Within the data below, copy each line where the string "blue" is found.

____________

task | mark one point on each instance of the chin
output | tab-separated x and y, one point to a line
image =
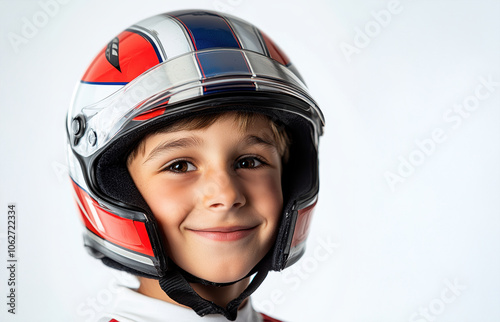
226	273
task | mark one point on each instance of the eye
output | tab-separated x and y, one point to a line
180	166
248	163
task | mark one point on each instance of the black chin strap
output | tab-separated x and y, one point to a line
175	285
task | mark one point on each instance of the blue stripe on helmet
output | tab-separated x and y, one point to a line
208	30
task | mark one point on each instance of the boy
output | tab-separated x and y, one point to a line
193	155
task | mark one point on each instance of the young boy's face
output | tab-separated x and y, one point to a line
216	193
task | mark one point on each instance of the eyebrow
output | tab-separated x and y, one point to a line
257	140
186	142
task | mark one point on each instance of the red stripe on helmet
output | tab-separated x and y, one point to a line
150	114
135	55
302	225
127	233
274	51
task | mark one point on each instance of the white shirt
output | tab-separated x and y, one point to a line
130	305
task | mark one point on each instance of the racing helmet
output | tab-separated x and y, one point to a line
159	70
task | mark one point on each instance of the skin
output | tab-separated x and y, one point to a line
216	194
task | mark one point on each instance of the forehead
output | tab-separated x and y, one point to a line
229	127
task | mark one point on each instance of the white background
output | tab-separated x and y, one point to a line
376	252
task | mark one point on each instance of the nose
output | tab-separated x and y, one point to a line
221	191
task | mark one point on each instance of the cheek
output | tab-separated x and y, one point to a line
266	195
169	203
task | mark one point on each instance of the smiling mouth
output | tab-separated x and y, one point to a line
224	233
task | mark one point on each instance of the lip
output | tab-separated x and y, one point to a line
225	233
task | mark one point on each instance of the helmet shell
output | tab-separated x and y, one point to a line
164	68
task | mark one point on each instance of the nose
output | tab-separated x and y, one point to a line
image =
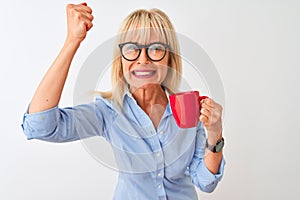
143	58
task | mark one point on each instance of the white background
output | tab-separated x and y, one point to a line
255	46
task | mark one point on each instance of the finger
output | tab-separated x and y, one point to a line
204	120
84	7
206	112
87	24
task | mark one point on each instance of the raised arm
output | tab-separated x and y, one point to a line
48	93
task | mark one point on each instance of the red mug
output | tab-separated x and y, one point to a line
186	108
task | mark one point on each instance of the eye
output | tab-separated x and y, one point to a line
156	47
130	47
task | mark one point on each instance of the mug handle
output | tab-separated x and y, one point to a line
200	98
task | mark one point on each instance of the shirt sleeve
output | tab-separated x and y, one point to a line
200	175
67	124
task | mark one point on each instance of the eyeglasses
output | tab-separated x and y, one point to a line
155	51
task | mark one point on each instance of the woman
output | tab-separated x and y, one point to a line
156	159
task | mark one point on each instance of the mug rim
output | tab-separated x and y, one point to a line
186	92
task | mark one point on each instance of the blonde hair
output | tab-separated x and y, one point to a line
138	26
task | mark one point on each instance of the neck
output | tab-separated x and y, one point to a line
153	100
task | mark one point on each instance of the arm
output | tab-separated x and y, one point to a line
211	113
49	91
206	168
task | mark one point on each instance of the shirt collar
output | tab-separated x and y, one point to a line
128	94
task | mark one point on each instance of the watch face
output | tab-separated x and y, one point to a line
220	145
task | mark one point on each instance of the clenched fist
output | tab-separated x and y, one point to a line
79	20
211	117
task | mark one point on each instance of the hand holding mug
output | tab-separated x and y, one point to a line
211	117
79	20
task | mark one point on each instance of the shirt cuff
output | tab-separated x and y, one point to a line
203	178
40	124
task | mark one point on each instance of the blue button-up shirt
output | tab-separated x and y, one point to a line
162	163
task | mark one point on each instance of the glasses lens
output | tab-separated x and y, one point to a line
156	51
130	51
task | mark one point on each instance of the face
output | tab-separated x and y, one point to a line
143	70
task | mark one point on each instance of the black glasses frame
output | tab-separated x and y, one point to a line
140	47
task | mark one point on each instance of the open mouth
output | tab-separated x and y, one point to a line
143	73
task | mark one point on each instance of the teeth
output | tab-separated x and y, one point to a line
142	73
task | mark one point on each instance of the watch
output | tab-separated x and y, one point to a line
217	147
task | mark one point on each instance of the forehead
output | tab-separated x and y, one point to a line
144	36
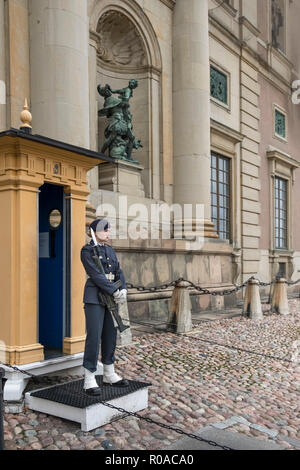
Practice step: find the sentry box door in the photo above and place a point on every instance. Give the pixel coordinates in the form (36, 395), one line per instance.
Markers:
(52, 285)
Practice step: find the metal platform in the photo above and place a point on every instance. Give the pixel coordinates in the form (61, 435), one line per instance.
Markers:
(69, 401)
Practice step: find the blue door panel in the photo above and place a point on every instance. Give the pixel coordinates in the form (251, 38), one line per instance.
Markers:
(51, 269)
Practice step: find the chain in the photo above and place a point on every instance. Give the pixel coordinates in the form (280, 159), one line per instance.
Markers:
(292, 283)
(39, 380)
(166, 426)
(130, 413)
(202, 289)
(206, 340)
(198, 288)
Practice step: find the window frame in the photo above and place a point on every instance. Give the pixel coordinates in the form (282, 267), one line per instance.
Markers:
(216, 220)
(281, 110)
(277, 190)
(219, 68)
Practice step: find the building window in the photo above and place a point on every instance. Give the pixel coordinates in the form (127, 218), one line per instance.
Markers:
(280, 213)
(220, 195)
(218, 85)
(280, 124)
(278, 24)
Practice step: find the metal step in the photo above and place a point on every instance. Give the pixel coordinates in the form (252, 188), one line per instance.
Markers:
(69, 401)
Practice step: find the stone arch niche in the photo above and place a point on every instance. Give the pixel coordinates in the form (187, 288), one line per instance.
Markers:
(125, 47)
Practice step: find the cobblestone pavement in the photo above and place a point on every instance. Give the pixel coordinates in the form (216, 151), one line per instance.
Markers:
(194, 384)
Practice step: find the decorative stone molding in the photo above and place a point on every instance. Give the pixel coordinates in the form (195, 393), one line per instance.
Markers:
(169, 3)
(282, 163)
(137, 17)
(119, 42)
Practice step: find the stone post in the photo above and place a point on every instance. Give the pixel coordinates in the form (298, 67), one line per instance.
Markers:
(252, 304)
(191, 109)
(3, 124)
(180, 309)
(279, 299)
(59, 41)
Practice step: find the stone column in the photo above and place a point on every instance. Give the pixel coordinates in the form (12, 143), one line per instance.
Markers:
(59, 41)
(3, 125)
(191, 108)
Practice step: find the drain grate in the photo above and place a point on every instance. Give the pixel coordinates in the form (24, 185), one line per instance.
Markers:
(72, 393)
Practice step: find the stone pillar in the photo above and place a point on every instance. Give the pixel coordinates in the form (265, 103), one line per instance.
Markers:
(280, 300)
(191, 108)
(3, 125)
(252, 303)
(59, 41)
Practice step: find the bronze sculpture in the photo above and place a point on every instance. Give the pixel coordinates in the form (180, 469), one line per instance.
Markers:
(119, 136)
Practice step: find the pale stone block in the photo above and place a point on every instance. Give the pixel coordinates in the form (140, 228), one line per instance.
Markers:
(250, 108)
(250, 242)
(249, 70)
(251, 182)
(250, 218)
(251, 157)
(251, 206)
(250, 169)
(249, 120)
(250, 145)
(249, 95)
(251, 255)
(251, 230)
(249, 193)
(250, 133)
(250, 267)
(251, 84)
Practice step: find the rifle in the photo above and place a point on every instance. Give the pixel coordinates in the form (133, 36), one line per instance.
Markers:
(106, 299)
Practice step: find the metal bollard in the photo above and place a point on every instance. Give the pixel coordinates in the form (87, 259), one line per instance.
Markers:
(180, 311)
(3, 380)
(280, 301)
(252, 304)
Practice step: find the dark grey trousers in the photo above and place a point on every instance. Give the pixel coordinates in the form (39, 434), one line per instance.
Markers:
(99, 328)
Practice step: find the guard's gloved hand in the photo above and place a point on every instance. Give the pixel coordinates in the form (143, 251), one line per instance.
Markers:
(117, 295)
(123, 296)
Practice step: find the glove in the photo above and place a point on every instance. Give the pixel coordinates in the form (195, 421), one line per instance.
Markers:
(123, 296)
(123, 293)
(117, 295)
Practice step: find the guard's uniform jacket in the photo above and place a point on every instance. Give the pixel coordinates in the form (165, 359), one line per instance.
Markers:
(96, 279)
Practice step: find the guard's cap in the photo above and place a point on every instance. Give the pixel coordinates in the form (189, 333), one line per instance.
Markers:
(99, 225)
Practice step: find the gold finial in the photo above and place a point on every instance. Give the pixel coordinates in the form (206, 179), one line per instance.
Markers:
(26, 118)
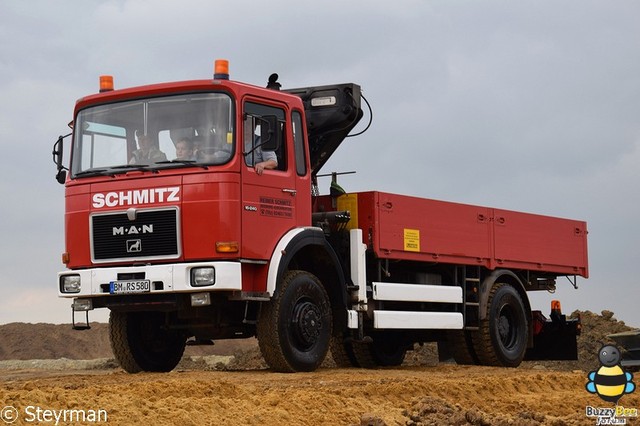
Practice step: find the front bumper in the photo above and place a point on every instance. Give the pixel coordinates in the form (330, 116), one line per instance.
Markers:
(170, 278)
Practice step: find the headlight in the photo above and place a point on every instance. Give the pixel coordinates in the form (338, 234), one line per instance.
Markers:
(203, 276)
(70, 284)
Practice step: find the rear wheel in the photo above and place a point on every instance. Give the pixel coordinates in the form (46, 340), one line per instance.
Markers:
(294, 328)
(140, 342)
(502, 338)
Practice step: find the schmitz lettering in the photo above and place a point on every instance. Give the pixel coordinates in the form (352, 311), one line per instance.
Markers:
(136, 196)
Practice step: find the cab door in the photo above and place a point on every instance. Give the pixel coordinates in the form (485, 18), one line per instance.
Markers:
(269, 198)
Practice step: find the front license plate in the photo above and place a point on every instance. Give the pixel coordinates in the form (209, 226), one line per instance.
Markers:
(127, 287)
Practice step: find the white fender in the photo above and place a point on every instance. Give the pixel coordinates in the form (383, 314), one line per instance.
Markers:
(277, 255)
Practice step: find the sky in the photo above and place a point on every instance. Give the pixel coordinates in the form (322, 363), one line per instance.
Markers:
(522, 105)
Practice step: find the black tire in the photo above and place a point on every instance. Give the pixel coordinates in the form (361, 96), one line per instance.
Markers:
(294, 328)
(502, 338)
(141, 343)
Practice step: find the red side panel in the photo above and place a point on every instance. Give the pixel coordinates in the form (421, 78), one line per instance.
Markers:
(543, 243)
(409, 228)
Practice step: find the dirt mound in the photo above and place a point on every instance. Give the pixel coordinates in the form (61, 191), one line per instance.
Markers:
(20, 341)
(23, 341)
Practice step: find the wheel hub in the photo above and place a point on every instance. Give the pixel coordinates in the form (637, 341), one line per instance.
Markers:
(307, 323)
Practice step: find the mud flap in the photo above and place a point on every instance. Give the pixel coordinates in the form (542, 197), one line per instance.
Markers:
(554, 338)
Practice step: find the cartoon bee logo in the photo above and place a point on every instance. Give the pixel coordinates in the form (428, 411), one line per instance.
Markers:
(610, 382)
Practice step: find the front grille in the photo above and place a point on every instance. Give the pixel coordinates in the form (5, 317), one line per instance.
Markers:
(147, 234)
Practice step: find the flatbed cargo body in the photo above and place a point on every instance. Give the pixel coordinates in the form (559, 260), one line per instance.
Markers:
(193, 214)
(409, 228)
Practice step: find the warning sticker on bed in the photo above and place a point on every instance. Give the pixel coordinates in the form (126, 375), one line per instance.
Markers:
(412, 239)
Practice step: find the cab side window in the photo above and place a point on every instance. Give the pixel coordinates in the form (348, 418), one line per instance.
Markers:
(254, 155)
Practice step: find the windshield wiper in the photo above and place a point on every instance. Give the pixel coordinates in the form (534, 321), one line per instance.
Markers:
(92, 172)
(185, 162)
(131, 166)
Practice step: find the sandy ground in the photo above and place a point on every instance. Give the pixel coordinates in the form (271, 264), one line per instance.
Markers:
(444, 394)
(46, 373)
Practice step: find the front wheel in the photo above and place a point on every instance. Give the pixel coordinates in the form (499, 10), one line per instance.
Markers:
(294, 328)
(141, 342)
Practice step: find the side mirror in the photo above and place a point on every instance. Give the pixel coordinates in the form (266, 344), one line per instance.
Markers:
(58, 151)
(61, 176)
(270, 132)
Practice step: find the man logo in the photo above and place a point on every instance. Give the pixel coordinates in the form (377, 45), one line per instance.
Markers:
(134, 246)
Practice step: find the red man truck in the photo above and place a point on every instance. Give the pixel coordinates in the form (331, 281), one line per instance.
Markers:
(233, 240)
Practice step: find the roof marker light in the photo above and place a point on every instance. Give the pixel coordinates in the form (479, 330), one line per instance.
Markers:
(221, 69)
(106, 83)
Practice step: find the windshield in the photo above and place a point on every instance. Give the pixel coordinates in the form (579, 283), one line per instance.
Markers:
(172, 131)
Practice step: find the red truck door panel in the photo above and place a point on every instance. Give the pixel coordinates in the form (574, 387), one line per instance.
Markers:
(269, 199)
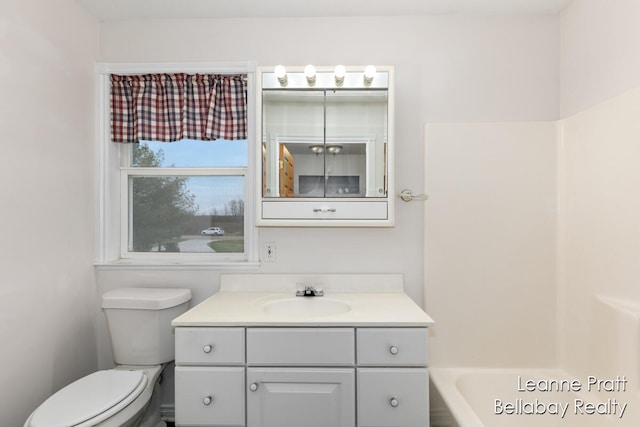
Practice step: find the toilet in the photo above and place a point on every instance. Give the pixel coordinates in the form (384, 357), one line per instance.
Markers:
(139, 323)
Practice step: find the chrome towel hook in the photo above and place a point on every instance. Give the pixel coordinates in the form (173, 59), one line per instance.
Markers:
(407, 196)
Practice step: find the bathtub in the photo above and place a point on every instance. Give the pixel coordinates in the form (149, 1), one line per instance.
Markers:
(465, 397)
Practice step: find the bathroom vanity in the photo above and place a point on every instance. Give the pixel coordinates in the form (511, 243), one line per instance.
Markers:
(256, 355)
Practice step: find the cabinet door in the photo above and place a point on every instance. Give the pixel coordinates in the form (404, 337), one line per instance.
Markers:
(209, 396)
(393, 397)
(300, 397)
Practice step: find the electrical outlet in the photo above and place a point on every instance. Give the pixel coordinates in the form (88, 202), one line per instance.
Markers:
(269, 254)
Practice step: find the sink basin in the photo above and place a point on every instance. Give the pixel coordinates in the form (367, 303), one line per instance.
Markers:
(306, 307)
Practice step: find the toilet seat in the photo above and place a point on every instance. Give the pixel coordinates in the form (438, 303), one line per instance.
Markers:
(90, 400)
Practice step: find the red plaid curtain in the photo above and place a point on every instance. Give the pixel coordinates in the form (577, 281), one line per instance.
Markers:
(171, 107)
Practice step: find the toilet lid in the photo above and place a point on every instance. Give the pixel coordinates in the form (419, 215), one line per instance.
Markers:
(90, 397)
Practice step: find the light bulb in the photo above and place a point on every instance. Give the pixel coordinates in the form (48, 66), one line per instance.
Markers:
(281, 74)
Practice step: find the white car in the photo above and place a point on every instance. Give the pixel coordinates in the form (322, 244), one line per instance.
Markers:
(213, 231)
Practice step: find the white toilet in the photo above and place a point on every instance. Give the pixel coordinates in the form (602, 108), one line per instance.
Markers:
(139, 322)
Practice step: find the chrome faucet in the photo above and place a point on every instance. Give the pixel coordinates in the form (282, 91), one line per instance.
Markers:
(309, 291)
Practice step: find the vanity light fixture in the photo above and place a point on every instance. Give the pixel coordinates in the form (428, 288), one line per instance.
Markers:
(317, 148)
(334, 149)
(339, 73)
(369, 74)
(281, 74)
(310, 74)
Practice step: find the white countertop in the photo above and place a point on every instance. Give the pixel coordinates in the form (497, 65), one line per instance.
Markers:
(373, 300)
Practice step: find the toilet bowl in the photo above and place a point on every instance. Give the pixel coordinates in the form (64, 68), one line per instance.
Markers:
(139, 321)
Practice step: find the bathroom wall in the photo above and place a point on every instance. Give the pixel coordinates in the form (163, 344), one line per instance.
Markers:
(47, 284)
(448, 69)
(490, 238)
(599, 237)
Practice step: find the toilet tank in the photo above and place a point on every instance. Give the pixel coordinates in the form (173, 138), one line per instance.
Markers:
(139, 323)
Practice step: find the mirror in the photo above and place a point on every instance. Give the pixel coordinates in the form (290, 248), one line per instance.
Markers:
(324, 140)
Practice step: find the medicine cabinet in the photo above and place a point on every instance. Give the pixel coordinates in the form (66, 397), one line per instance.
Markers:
(326, 146)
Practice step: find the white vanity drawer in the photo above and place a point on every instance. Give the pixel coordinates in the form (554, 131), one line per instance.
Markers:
(210, 396)
(300, 346)
(390, 397)
(209, 346)
(392, 346)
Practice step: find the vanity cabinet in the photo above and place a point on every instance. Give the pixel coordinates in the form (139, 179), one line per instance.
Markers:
(302, 376)
(326, 148)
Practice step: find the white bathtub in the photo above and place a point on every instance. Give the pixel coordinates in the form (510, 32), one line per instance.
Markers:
(463, 397)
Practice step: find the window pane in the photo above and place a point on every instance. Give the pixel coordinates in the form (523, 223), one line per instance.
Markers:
(192, 214)
(190, 153)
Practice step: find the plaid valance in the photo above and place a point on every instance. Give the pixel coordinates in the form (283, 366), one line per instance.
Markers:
(171, 107)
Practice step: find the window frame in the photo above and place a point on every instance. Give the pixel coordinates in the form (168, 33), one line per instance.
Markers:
(114, 170)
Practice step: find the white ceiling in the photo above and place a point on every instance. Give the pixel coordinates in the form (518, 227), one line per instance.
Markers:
(115, 10)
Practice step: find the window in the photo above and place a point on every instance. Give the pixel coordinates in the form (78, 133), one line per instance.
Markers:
(184, 202)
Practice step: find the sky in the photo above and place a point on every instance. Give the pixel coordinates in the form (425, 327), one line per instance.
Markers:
(211, 193)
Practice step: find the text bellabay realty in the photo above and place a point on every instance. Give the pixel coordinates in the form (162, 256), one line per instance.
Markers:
(579, 406)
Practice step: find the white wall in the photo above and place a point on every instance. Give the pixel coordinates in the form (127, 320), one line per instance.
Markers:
(448, 68)
(490, 241)
(600, 177)
(47, 285)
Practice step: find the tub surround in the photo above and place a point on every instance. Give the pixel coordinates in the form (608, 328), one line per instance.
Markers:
(356, 356)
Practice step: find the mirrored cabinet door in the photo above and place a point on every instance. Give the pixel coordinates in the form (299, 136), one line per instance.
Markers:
(324, 147)
(356, 143)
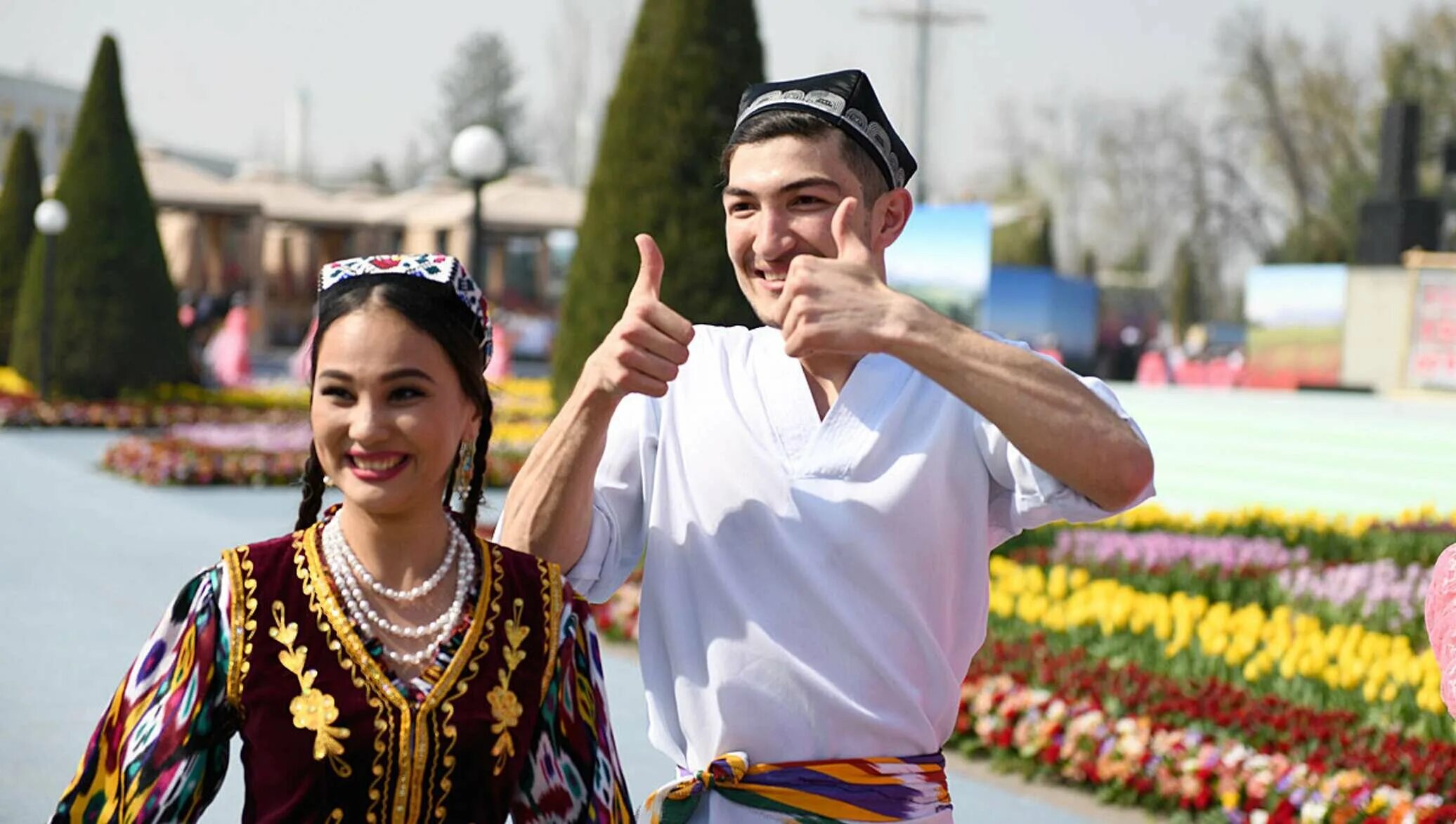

____________

→ REPLY:
task | mark one point on each instance of the blue stripe on helmet
task | mark one point on each instance of the blue button-up shirt
Practice step: find the blue door panel in the photo above and place a point on every instance. Give the pixel coordinates in the form (251, 38), one line per instance.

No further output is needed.